PROBLEM TO WORK ON:
Set down exactly, and only, the lines from the one with "locate mountain peak" to the final line of the entries, both included.

----------------------------------------

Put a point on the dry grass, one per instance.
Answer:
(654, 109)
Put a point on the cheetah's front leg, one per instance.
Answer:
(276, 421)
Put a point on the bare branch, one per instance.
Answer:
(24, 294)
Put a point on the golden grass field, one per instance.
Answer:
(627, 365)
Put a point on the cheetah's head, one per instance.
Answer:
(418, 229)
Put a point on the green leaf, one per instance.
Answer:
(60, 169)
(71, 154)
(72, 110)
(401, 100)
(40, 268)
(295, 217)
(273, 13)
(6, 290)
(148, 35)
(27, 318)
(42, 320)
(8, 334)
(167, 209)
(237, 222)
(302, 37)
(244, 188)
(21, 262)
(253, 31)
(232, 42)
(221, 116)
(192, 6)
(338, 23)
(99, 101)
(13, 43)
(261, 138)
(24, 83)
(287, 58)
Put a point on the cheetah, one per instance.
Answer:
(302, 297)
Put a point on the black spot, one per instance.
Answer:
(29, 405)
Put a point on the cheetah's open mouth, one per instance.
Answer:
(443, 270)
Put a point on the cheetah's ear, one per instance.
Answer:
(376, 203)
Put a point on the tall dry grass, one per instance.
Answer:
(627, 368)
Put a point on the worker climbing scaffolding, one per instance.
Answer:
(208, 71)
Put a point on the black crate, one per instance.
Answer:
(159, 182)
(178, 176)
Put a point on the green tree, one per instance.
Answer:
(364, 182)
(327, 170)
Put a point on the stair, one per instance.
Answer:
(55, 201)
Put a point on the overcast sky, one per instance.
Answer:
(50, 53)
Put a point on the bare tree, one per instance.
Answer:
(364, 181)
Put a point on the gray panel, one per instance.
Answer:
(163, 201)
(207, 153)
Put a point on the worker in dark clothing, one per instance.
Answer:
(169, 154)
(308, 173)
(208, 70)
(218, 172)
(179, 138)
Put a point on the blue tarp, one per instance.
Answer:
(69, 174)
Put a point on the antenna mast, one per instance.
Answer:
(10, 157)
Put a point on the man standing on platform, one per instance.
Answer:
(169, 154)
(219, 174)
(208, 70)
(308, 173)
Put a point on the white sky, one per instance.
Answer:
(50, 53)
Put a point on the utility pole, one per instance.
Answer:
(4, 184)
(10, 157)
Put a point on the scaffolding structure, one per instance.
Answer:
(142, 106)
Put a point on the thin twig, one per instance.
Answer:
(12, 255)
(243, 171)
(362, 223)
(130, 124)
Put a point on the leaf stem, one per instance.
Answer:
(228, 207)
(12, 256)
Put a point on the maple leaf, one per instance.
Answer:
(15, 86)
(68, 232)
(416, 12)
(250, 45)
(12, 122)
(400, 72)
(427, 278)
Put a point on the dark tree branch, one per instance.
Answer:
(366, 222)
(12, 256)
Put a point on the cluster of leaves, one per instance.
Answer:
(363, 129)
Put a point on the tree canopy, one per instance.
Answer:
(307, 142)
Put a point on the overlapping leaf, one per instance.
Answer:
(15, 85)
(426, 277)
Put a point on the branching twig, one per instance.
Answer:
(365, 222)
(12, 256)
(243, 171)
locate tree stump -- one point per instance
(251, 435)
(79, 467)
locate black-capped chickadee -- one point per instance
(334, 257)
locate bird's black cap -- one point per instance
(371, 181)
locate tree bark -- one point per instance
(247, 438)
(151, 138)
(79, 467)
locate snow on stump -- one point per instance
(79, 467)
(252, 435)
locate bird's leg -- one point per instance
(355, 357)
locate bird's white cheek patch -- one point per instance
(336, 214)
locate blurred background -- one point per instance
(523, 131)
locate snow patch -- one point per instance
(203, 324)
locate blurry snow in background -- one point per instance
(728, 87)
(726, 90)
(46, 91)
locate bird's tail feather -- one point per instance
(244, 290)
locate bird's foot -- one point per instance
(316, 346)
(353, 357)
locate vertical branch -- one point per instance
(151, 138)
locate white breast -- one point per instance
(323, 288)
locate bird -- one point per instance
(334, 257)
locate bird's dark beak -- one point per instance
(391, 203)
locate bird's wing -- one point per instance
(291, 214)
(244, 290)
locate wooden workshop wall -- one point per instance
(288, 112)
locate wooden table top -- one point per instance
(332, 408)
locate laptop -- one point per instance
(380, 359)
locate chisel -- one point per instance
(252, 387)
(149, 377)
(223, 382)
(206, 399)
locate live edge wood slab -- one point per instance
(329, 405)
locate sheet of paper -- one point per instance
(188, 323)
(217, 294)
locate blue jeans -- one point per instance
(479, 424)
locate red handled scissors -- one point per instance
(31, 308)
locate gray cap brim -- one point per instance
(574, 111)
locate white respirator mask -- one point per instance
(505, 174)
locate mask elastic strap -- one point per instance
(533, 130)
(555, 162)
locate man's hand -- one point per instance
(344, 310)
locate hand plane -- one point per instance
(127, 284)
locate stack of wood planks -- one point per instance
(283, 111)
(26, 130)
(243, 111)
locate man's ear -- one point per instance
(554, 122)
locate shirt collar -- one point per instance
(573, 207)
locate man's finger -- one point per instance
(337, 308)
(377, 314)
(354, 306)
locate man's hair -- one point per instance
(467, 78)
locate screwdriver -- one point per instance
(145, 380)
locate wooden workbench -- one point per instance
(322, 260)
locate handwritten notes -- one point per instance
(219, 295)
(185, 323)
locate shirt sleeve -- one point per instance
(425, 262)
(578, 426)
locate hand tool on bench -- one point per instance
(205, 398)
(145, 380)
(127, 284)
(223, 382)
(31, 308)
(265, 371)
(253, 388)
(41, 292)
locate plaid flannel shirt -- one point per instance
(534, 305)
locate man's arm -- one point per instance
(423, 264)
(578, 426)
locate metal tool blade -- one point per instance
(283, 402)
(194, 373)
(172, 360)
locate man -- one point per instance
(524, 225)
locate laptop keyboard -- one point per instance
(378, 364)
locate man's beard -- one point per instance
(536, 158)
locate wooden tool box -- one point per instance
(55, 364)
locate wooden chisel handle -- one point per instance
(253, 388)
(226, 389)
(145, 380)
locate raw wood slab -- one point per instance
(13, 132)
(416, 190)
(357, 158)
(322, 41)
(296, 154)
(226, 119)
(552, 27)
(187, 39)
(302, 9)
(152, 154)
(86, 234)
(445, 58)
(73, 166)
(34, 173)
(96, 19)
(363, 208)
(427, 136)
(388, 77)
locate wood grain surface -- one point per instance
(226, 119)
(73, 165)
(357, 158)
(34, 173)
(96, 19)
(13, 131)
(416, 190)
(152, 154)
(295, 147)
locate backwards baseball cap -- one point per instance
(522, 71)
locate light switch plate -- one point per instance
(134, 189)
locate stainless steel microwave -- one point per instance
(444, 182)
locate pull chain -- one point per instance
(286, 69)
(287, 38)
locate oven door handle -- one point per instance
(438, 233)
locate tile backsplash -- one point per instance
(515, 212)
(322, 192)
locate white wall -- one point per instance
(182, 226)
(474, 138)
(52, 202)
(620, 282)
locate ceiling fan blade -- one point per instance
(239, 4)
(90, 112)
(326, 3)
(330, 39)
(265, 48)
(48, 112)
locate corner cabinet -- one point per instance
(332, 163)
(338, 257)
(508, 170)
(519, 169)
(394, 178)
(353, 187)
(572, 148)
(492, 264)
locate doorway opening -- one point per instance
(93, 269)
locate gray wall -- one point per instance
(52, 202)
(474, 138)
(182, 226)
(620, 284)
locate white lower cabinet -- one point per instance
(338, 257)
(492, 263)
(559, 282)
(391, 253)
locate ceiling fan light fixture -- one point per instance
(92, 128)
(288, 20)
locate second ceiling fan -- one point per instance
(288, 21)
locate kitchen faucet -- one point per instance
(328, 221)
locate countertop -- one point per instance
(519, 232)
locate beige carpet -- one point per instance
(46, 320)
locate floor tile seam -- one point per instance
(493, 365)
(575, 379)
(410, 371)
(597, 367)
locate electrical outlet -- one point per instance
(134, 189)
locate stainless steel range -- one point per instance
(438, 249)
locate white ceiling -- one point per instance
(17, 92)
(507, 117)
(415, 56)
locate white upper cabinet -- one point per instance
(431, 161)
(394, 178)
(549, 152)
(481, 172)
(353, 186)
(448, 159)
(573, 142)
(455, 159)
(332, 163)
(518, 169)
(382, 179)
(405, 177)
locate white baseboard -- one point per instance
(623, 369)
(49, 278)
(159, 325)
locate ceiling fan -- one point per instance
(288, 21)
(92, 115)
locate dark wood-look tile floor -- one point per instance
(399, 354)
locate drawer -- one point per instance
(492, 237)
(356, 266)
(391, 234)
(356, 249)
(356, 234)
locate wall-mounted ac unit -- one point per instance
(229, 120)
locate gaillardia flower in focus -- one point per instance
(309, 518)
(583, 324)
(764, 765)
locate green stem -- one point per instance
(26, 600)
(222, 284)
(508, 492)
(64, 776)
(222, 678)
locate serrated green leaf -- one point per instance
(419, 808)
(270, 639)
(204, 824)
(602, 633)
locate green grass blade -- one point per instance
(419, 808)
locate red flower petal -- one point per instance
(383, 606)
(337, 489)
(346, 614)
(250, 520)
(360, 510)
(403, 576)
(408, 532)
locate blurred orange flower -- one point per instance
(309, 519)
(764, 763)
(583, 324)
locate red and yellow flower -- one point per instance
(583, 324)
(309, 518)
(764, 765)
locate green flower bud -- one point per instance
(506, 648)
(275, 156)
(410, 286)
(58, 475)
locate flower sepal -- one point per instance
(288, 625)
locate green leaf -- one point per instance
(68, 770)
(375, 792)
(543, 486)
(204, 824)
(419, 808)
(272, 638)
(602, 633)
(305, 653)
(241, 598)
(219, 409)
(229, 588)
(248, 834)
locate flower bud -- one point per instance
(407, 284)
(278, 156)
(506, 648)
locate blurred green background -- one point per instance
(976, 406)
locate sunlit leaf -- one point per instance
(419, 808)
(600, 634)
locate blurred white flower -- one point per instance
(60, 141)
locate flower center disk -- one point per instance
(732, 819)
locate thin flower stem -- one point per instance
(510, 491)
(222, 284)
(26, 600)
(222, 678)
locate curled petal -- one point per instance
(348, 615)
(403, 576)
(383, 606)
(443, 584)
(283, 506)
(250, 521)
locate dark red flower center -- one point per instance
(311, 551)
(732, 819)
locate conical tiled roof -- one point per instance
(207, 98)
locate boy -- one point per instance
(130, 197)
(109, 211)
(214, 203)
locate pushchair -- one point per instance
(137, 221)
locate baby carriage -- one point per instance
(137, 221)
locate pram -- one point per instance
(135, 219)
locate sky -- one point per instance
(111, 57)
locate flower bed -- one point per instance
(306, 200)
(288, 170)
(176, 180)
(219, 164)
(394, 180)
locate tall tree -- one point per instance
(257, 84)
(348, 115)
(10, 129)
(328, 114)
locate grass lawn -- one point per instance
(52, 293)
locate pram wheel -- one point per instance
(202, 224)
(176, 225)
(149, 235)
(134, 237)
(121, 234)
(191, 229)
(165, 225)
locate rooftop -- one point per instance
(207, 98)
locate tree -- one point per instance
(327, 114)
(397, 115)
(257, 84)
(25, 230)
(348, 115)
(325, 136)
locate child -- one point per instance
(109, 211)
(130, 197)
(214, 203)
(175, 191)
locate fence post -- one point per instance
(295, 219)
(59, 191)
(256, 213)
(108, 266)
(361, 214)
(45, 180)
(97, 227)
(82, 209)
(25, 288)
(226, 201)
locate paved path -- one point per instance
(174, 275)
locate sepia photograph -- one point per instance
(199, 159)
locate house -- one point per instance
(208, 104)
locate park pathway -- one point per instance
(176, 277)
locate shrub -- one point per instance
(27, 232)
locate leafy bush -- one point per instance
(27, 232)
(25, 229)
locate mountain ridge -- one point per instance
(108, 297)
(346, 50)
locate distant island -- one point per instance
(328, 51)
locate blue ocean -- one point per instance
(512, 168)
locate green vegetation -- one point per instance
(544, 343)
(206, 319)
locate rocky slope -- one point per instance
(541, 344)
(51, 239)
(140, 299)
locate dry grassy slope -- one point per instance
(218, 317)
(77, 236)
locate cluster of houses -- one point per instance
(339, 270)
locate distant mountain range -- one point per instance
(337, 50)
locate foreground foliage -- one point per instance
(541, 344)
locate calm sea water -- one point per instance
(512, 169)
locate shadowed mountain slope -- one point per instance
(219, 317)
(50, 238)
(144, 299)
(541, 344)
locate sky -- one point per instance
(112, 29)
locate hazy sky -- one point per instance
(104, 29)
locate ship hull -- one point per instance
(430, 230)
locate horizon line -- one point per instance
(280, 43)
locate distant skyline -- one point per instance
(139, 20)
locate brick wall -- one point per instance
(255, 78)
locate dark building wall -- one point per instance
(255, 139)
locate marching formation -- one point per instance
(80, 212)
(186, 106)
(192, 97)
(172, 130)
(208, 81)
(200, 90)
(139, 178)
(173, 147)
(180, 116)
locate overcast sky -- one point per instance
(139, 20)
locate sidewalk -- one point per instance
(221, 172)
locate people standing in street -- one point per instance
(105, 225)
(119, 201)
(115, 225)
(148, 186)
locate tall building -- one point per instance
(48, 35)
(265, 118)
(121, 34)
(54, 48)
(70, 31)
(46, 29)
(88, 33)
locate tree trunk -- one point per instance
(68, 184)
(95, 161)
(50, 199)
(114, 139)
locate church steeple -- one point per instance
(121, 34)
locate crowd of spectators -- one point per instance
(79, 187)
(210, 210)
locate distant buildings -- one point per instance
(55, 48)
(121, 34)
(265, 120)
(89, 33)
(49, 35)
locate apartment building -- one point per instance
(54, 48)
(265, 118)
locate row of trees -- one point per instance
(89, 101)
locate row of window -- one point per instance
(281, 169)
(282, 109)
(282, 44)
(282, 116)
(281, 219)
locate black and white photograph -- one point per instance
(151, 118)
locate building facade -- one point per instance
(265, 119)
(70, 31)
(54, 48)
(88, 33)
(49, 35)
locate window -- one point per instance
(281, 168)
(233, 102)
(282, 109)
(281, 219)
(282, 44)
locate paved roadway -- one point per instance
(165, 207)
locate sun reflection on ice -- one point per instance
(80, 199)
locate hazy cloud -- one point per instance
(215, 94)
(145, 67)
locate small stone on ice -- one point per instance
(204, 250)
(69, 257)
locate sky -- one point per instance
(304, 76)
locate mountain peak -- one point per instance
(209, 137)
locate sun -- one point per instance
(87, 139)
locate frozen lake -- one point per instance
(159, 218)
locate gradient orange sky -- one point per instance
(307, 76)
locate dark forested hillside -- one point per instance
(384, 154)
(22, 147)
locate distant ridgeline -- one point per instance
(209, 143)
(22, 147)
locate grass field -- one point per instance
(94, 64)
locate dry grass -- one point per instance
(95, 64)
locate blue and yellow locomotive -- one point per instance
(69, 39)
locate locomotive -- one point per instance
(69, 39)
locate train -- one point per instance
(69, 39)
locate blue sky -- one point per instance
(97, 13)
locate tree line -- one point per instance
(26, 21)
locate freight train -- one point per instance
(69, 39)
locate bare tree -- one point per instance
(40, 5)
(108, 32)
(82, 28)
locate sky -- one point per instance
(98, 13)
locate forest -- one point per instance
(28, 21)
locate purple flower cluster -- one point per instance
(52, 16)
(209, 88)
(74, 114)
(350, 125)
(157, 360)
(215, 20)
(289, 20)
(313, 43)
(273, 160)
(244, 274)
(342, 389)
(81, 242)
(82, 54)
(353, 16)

----------------------------------------

CORRECT ANSWER:
locate mountain peak -- one point per instance
(209, 137)
locate sun -- one point per instance
(87, 139)
locate frozen lake -- one point per instance
(159, 218)
locate gradient orange sky -- one point per instance
(307, 76)
locate dark forested hillside -- one point per instance
(384, 154)
(22, 147)
locate distant ridgeline -- one point per instance
(209, 143)
(22, 147)
locate grass field -- one point per instance
(94, 64)
locate dry grass -- one point per instance
(95, 64)
locate blue and yellow locomotive -- one point per instance
(69, 39)
locate locomotive -- one point per instance
(69, 39)
locate train -- one point per instance
(69, 39)
locate blue sky -- one point per instance
(97, 13)
locate tree line -- one point per instance
(26, 21)
locate freight train -- one point per instance
(69, 39)
locate bare tree -- one point per instance
(40, 5)
(108, 32)
(82, 28)
locate sky -- one point per instance
(98, 13)
locate forest -- one point per instance
(28, 21)
locate purple flower cluster -- one point per instance
(52, 16)
(209, 88)
(74, 114)
(350, 125)
(157, 360)
(215, 20)
(289, 20)
(313, 43)
(273, 160)
(244, 274)
(342, 389)
(81, 242)
(82, 54)
(353, 16)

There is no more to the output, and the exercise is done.